## PROBLEM
Update the rows below, changing "small square window" to "small square pane" wherever it appears and leaving everything else as it is.

## SOURCE RECORDS
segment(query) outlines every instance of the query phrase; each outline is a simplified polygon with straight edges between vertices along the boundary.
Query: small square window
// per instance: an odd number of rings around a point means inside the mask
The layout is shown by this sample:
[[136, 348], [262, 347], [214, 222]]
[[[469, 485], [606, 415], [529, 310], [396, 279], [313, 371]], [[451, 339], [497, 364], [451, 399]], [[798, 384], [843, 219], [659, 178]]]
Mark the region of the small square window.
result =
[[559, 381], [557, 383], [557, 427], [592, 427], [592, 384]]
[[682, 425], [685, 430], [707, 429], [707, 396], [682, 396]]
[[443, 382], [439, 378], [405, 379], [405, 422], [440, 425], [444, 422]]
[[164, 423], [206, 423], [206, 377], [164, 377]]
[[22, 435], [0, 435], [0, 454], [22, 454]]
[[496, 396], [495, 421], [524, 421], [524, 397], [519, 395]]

## EXERCISE OUTPUT
segment(query) outlines every instance of the query phrase; each outline is a simplified polygon with straight edges between vertices along the boundary.
Query: small square pane
// per instance: an odd number of rings around a point means inside the mask
The layout is shown by this sample:
[[136, 348], [262, 347], [214, 222]]
[[[469, 485], [606, 415], [529, 310], [396, 279], [313, 371]], [[451, 339], [497, 364], [451, 399]], [[798, 384], [843, 219], [659, 178]]]
Mark the region of the small square pane.
result =
[[559, 381], [557, 383], [557, 427], [592, 427], [592, 384]]
[[682, 425], [685, 430], [707, 429], [707, 396], [682, 396]]
[[443, 382], [439, 378], [405, 379], [405, 422], [440, 425], [444, 422]]
[[164, 423], [206, 423], [206, 377], [164, 377]]
[[22, 435], [0, 435], [0, 454], [22, 454]]
[[496, 396], [495, 421], [524, 421], [524, 397], [519, 395]]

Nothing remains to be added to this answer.